**Задания к упражнению:**
a) Перечислите в порядке появления все государства, которые упоминаются в исходном тексте о военнопленных и побегах.
b) Подхватите исходный текст о военнопленных и побегах и продолжите его с того места, на котором он заканчивается.

**Исходный текст:**

------

Заметим мимоходом, что в Советском Союзе времен Сталина все было иначе, бесчеловечнее (возможно, такими были и законы): возвращенному на родину военнопленному не было ни искупления, ни прощения. Он считался виновным, даже если совершал побег и возвращался в действующую армию. Он обязан был умереть, но не сдаваться, а попав в руки врага (даже всего на несколько часов), автоматически причислялся к предателям. Когда, освободившись из лагеря, он доверчиво возвращался домой, его отправляли в Сибирь или расстреливали. Такую судьбу разделили многие военные, попавшие в руки к немцам, угнанные в оккупированные страны, бежавшие из плена и влившиеся в партизанские отряды, воевавшие против немцев в Италии, Франции, да и на своей родине, на захваченной врагом территории. То же самое было в Японии: солдат, сдавшийся в плен на войне, покрывал себя несмываемым позором. Отсюда и ужасное обращение с военными союзнических армий, попавшими в руки японцев: они были не просто врагами, но врагами презренными, потерявшими достоинство оттого, что сдались.
И еще: восприятие побега как морального долга и как следствия необходимости отвечать на причиненное зло закрепилось в романтической («Граф Монте-Кристо») и популярной (достаточно вспомнить поразительный успех воспоминаний Папийона)[62] литературе. В мире кино несправедливо (а может быть, и справедливо) арестованный герой — всегда личность положительная. Он пытается бежать, нередко при неправдоподобных обстоятельствах, и не было случая, чтобы попытка не увенчалась успехом. Из множества преданных забвению фильмов в памяти остались «Я — беглый каторжник» и «Ураган». Типичный герой таких фильмов — человек цельный, крепкий духом, в полном расцвете физических сил; отчаяние только придает ему энергии и обостряет ум; он преодолевает все препятствия, все барьеры и побеждает.
Это упрощенное представление о заключении и побеге из заключения имеет мало общего с положением в концентрационных лагерях, которые мы рассматриваем в самом широком плане, то есть включая в это понятие помимо всем известных лагерей уничтожения многочисленные лагеря для военнопленных и интернированных. В самой Германии миллионы иностранцев находились в униженных рабских условиях; они были обессилены работой и недоеданием, плохо одеты, оторваны от родины. Деморализованных и обессиленных, их нельзя было назвать «типичными заключенными». Исключение составляли военнопленные союзнических войск (американцы и те, кто входил в Британское содружество): они получали продовольствие и одежду через Международный Красный Крест, сохраняли хорошую военную выправку, уверенность и чувство локтя, а также свою достаточно прочную внутреннюю иерархическую структуру, в которой не было места представителям серой зоны. За редким исключением они могли позволить себе доверять друг другу, а кроме того, твердо знали: что бы ни случилось, с ними будут обращаться по нормам международной конвенции о военнопленных. Среди них попытки побега были довольно частыми, причем некоторые заканчивались успешно.

------

(Данные для определения положения)
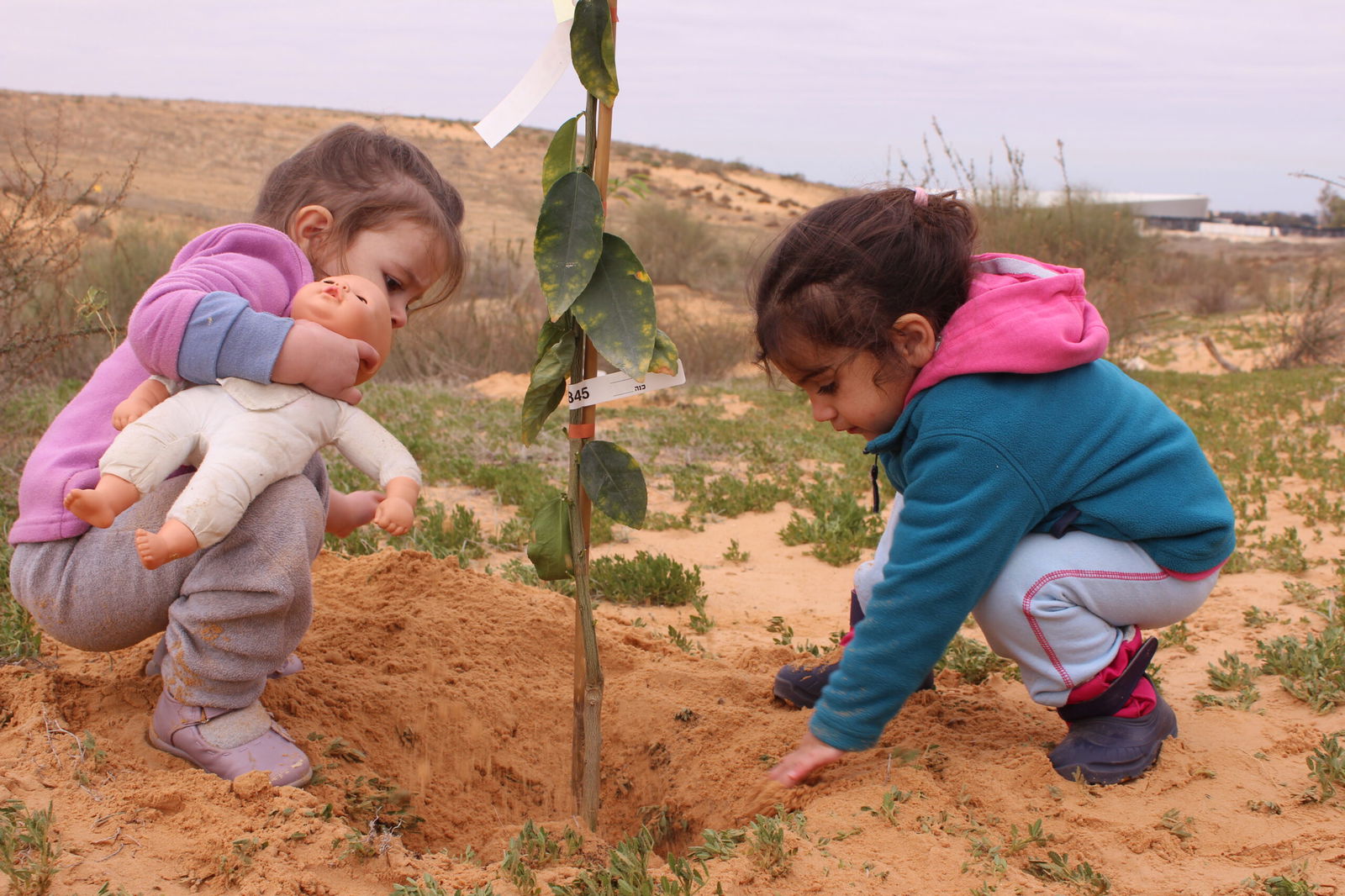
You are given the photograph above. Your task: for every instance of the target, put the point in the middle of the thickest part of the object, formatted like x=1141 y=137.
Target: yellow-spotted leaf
x=560 y=155
x=616 y=308
x=568 y=241
x=551 y=546
x=546 y=387
x=665 y=354
x=551 y=333
x=593 y=49
x=614 y=482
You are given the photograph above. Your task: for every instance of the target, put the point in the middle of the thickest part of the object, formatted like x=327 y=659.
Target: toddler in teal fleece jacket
x=1039 y=488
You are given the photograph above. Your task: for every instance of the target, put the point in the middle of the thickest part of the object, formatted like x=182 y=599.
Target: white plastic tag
x=619 y=385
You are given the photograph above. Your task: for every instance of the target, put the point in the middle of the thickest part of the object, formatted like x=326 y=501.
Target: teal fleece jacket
x=985 y=456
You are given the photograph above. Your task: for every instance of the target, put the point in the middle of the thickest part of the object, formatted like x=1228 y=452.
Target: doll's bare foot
x=172 y=541
x=91 y=506
x=98 y=506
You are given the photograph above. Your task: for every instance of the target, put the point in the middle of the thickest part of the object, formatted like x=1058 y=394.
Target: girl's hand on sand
x=809 y=756
x=322 y=360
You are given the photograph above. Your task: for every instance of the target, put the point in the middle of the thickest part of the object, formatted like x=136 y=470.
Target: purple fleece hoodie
x=221 y=311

------

**Ответы по заданиям:**
a) Советский Союз, Италия, Франция, Япония, Германия.

b)
Для остальных, для парий нацистской вселенной (в их число входили цыгане и советские заключенные, военные и гражданские, занимавшие по расовой шкале почти такое же положение, как и евреи) дела обстояли совсем иначе. Физически ослабленные голодом и плохим обращением, деморализованные, они чувствовали, что их жизнь стоит еще меньше, чем жизнь вьючного животного. Для них побег был трудно осуществим и опасен: с бритыми головами, в грязной полосатой одежде, они были легко узнаваемы, а деревянные башмаки не позволяли им передвигаться бесшумно и быстро. Если они были иностранцами, то в округе у них не было ни знакомых, ни надежного укрытия; если немцами, то понимали, что их будет выслеживать всевидящая тайная полиция, и мало кто из соплеменников решится дать им приют, зная, что рискует свободой и даже жизнью.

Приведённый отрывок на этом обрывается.